-------- Reading passage --------

Sunday, May 7, 2017

How Are the Mets Scoring All These Runs?

High fives at the plate have become more prevalent for the Mets these days.  (Jim McIsaac/Getty Images)

On Saturday, the Mets defeated the Miami Marlins, 11-3.  The drubbing of the Fish was the ninth consecutive game in which the team scored five or more runs.  It was also just the fifth time in franchise history that such a streak had been reached, surpassed only by a 12-game stretch in 2007.

What makes this current streak all the more impressive is that the Mets are doing it without the services of disabled sluggers Yoenis Céspedes and Lucas Duda, and with middle-of-the-order hitter Curtis Granderson batting .139.  Even the healthy players have been having a rough time during the season's first five weeks, as their combined .233 batting average is tied with the San Francisco Giants for the second-lowest in the National League.  (Only the San Diego Padres are lower, at .217.  It should be noted that the Giants and Padres have the the two worst records in the N.L., as they have combined to go 23-40 through Saturday's games.)

-------- Data lines --------

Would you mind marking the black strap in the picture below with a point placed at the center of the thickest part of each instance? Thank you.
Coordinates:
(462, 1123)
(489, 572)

--------

- [Task instructions]:
Answer these questions about the Mets article, marking each answer with its number.
1. What was the final score of Saturday's game against the Miami Marlins?
2. What batting average does the article give for Curtis Granderson?
3. What combined record do the Giants and Padres have through Saturday's games?
The listing comes from a different source than the article.

- [Written response]:
1. 11-3
2. .139
3. 23-40